Rewrite the entries below, changing "photo" to "image" every time it appears and keeping everything else the same. Leave the pictures out of your answer.

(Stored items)

..............................

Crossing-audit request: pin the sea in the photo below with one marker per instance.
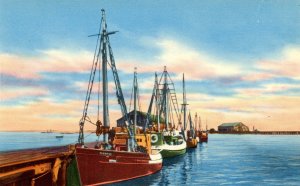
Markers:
(224, 160)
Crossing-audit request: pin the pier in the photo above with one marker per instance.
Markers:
(278, 132)
(261, 132)
(42, 166)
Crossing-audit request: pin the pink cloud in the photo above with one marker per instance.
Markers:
(287, 65)
(28, 67)
(11, 93)
(181, 58)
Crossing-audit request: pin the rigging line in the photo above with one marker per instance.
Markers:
(131, 96)
(99, 84)
(86, 99)
(138, 95)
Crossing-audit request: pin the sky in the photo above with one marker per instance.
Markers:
(241, 59)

..............................

— Exercise output —
Crossing-audit request: pin the sea in the image below with one marker per instance.
Markers:
(224, 160)
Crossing-audit request: pin the pier in the image above with one marker per instance.
Markers:
(278, 132)
(261, 132)
(42, 166)
Crossing-audit request: pin the pink cloud in the image above with one marker per instance.
Markers:
(287, 65)
(28, 67)
(11, 93)
(181, 58)
Crossing-audit request: pin the rigging line in the image above with one marker per instance.
Markers:
(131, 96)
(99, 84)
(86, 99)
(138, 95)
Crossing-audit request: pin the sky in the image above with one marker per instance.
Markers:
(241, 59)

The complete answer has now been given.